BEGIN THE INPUT

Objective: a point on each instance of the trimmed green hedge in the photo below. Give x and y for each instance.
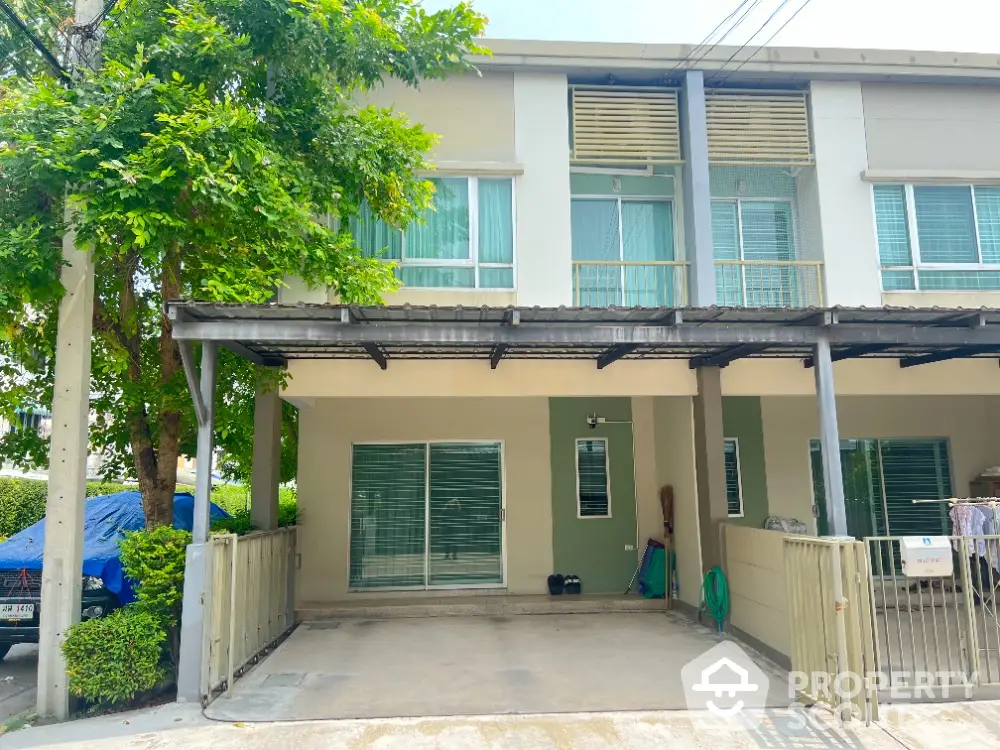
(22, 502)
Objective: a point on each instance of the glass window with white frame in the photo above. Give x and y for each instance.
(465, 242)
(734, 482)
(754, 240)
(938, 237)
(623, 252)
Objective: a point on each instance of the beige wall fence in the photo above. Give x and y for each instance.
(807, 603)
(829, 607)
(758, 598)
(252, 596)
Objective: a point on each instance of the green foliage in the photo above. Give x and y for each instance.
(110, 660)
(235, 500)
(154, 559)
(194, 163)
(22, 501)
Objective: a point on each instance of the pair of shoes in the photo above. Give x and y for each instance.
(556, 583)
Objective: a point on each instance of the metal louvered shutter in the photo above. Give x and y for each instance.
(592, 478)
(466, 514)
(388, 516)
(750, 127)
(620, 125)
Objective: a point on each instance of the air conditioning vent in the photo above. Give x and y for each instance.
(619, 125)
(751, 127)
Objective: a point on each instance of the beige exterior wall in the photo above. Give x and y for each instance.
(935, 127)
(327, 431)
(790, 422)
(844, 211)
(414, 378)
(472, 114)
(673, 420)
(758, 595)
(966, 300)
(862, 377)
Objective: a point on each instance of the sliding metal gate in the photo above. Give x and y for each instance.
(936, 637)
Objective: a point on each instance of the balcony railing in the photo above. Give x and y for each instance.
(660, 283)
(767, 283)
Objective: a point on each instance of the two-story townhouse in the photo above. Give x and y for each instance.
(614, 186)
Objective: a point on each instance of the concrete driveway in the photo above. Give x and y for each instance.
(461, 666)
(18, 681)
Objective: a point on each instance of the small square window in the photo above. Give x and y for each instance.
(593, 495)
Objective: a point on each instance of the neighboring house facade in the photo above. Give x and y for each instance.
(592, 175)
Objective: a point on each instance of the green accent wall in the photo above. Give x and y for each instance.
(593, 548)
(631, 185)
(741, 420)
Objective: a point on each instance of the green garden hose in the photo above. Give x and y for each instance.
(715, 596)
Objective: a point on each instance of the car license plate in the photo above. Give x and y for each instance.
(17, 611)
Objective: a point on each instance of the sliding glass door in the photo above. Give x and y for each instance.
(882, 478)
(426, 515)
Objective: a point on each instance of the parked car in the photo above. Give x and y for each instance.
(105, 587)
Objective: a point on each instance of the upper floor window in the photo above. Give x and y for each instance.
(938, 237)
(623, 252)
(466, 242)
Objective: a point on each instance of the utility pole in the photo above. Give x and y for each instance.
(62, 557)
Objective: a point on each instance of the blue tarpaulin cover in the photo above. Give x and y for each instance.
(107, 518)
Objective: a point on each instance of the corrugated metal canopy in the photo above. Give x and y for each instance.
(272, 334)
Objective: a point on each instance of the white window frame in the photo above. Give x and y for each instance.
(678, 246)
(739, 222)
(607, 474)
(676, 239)
(472, 183)
(739, 477)
(916, 264)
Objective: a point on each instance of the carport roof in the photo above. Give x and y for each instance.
(273, 334)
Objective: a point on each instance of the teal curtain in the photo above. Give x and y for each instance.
(596, 237)
(726, 246)
(891, 225)
(444, 235)
(768, 236)
(767, 230)
(496, 278)
(496, 221)
(438, 277)
(648, 228)
(945, 224)
(988, 215)
(375, 237)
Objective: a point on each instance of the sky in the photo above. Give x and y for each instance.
(946, 25)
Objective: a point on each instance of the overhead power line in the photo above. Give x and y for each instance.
(767, 41)
(739, 22)
(781, 6)
(708, 36)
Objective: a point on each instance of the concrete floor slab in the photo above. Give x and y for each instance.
(18, 681)
(476, 665)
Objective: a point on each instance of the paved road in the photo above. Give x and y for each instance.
(18, 679)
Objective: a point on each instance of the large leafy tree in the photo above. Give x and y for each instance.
(196, 163)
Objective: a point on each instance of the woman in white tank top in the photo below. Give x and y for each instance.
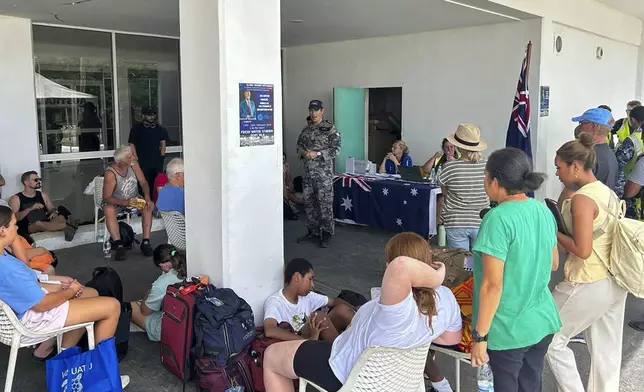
(412, 310)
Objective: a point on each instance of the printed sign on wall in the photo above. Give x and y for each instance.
(256, 120)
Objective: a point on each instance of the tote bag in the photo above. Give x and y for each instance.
(95, 370)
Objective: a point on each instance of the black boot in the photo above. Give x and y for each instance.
(310, 236)
(325, 240)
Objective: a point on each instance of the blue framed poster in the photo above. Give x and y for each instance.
(256, 120)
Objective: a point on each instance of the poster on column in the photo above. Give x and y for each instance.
(256, 121)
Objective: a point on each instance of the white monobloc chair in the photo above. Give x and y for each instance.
(458, 358)
(175, 227)
(384, 369)
(12, 331)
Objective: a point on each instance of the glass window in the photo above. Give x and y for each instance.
(148, 75)
(65, 182)
(73, 90)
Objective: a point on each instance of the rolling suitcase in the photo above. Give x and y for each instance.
(177, 331)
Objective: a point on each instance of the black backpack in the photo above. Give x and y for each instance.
(224, 325)
(127, 235)
(108, 283)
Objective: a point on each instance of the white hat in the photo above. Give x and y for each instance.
(468, 137)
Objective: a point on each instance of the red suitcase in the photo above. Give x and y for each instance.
(177, 331)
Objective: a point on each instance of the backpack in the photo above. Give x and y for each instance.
(224, 325)
(626, 263)
(108, 283)
(454, 260)
(128, 238)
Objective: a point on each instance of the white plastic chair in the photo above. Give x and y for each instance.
(384, 369)
(458, 358)
(175, 226)
(98, 204)
(12, 331)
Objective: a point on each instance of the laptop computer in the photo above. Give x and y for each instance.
(411, 173)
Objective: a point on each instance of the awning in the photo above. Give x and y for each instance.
(46, 88)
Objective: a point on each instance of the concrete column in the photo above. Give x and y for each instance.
(639, 85)
(234, 220)
(18, 121)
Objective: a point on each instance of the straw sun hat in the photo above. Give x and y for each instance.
(468, 137)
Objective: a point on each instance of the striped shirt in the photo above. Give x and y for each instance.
(465, 196)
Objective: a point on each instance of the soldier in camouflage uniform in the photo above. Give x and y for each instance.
(318, 145)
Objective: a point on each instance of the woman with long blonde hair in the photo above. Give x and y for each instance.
(412, 310)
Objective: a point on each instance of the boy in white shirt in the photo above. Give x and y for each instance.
(297, 305)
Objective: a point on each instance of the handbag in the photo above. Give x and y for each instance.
(95, 370)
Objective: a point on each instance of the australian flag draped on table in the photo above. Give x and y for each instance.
(390, 205)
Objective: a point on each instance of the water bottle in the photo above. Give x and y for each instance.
(484, 379)
(107, 247)
(442, 240)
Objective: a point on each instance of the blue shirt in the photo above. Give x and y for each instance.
(19, 287)
(390, 166)
(171, 199)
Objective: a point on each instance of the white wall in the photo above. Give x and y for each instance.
(234, 230)
(578, 81)
(587, 15)
(447, 77)
(18, 123)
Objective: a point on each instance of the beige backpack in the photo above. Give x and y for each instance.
(626, 262)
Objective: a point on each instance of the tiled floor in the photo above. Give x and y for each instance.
(354, 261)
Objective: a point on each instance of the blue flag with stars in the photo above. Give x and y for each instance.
(394, 206)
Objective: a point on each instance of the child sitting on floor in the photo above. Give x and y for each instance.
(147, 312)
(297, 305)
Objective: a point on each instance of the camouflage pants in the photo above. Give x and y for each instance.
(318, 202)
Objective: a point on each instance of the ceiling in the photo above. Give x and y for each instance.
(322, 21)
(629, 7)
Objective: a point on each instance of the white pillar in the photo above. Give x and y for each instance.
(234, 218)
(18, 121)
(639, 86)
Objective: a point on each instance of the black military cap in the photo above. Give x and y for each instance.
(316, 105)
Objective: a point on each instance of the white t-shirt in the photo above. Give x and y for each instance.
(396, 326)
(279, 308)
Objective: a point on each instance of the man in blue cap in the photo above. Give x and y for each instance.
(597, 123)
(318, 145)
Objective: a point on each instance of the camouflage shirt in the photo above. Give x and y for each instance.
(322, 138)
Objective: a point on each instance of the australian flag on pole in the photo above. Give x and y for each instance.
(519, 129)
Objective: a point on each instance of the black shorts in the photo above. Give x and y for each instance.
(312, 363)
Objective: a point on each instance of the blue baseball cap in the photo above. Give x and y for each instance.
(595, 115)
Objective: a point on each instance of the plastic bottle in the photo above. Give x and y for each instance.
(107, 247)
(485, 379)
(442, 240)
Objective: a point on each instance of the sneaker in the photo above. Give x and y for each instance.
(120, 253)
(308, 237)
(70, 232)
(578, 339)
(325, 240)
(125, 381)
(146, 248)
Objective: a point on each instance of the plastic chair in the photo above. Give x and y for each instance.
(175, 227)
(12, 331)
(384, 369)
(458, 358)
(98, 204)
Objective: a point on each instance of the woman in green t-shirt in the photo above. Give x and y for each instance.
(514, 314)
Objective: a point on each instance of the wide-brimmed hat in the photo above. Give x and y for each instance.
(468, 137)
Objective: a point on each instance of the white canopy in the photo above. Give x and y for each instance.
(46, 88)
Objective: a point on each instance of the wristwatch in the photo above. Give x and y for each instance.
(476, 337)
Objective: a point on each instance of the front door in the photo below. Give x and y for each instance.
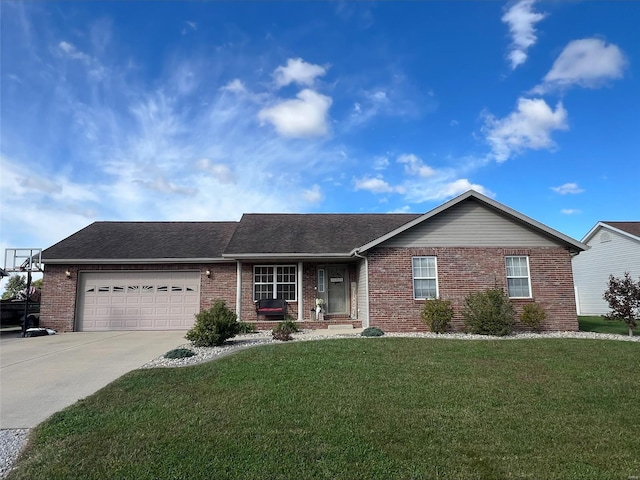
(337, 279)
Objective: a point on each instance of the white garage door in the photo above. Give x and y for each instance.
(138, 300)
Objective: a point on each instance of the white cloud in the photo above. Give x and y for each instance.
(305, 116)
(219, 171)
(414, 166)
(297, 71)
(570, 211)
(375, 185)
(529, 127)
(380, 163)
(441, 189)
(521, 20)
(588, 63)
(235, 86)
(313, 194)
(162, 185)
(567, 188)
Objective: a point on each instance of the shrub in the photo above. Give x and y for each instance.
(623, 297)
(532, 316)
(214, 326)
(437, 314)
(246, 327)
(284, 329)
(179, 353)
(372, 332)
(489, 312)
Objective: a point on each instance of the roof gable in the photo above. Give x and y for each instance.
(514, 216)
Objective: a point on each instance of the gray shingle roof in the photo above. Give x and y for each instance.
(311, 233)
(144, 240)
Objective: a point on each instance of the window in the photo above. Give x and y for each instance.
(425, 277)
(518, 281)
(277, 281)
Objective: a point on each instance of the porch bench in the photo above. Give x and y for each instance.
(271, 307)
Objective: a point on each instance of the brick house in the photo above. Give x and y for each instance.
(369, 269)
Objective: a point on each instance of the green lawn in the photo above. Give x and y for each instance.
(376, 408)
(600, 325)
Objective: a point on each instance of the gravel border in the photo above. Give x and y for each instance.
(240, 342)
(13, 440)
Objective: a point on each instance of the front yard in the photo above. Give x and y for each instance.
(376, 408)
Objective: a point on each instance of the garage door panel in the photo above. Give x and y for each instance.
(138, 300)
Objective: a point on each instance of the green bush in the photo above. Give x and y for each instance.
(246, 327)
(532, 316)
(284, 329)
(372, 332)
(179, 353)
(437, 315)
(489, 312)
(213, 327)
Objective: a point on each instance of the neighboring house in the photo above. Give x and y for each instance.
(370, 269)
(614, 248)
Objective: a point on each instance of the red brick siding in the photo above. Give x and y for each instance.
(58, 305)
(462, 271)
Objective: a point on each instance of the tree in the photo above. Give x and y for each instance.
(623, 296)
(15, 284)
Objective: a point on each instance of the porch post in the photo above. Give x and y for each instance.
(300, 294)
(239, 290)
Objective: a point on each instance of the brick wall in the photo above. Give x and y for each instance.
(58, 303)
(462, 271)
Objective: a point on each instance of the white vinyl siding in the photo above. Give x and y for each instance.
(470, 224)
(425, 277)
(518, 280)
(275, 281)
(591, 269)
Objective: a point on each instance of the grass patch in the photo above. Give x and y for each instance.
(393, 408)
(599, 324)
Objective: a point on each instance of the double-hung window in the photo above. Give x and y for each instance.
(518, 279)
(425, 277)
(274, 281)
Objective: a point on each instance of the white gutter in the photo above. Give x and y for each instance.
(129, 261)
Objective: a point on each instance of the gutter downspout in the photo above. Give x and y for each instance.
(300, 294)
(357, 254)
(239, 290)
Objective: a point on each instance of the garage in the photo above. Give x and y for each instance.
(137, 300)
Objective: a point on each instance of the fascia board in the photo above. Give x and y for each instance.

END THE INPUT

#### [WHAT IS REQUIRED]
Repeat only the lines from the one holding "Objective: a point on each instance of the green lawn" through the last line of the data.

#### [WRITTEN ANSWER]
Objective: a point on each instance of the green lawn in the photo above. Give x and y for each instance.
(376, 408)
(600, 325)
Objective: a point on each instance of the gravel border in the photo above. Give x and y for each instance.
(240, 342)
(13, 440)
Objective: a point on each instance of the front yard in the photo above. Give x and y for each instance.
(376, 408)
Objective: a point on each instance of the garage door panel in the photo above. Give x and y for each instance.
(138, 300)
Objective: a point on each instance of the green bush in the photo above. Give x and y for each instance.
(246, 327)
(532, 316)
(284, 329)
(372, 332)
(179, 353)
(437, 315)
(489, 312)
(213, 327)
Objective: a point on each instance of the neighboring house in the photo above. Give x and y for each instance.
(370, 269)
(614, 248)
Objective: a point on each instance of the red brick siding in the photo above. Give x and y for each instance.
(58, 305)
(462, 271)
Objective: a point on each instance of the tree in the photo above. Give x and y for each instance.
(623, 296)
(15, 284)
Objective: a point on each instance of the porch post in the photo above. Give x and y for each instance.
(300, 294)
(239, 290)
Objective: a point on each instance of the brick wall in the photo above. Give x and y for each instance.
(58, 303)
(462, 271)
Objective: a point on each instance of the white vinyl siding in the photo above. Give x and y for each instance.
(470, 224)
(425, 277)
(518, 280)
(275, 281)
(591, 269)
Objective: a point on each instance of the grass patch in the photo above. Give x and y for each instance.
(393, 408)
(599, 324)
Objective: a point on each instance of the double-hung window in the photo above. Give x and y for each instance.
(518, 279)
(425, 277)
(274, 281)
Objective: a point on each instance of the white gutter in the photo above. Give x and y for each instance.
(129, 261)
Objective: a point on each instance of the gutter downspout in the photo above. Give x and y for each instance.
(300, 294)
(357, 254)
(239, 290)
Objective: a point on each instance of the garage in the photo above. Give x and y for each instance.
(137, 300)
Objective: a point on each instance of the fascia board in the photo above. Give x and y for each instance.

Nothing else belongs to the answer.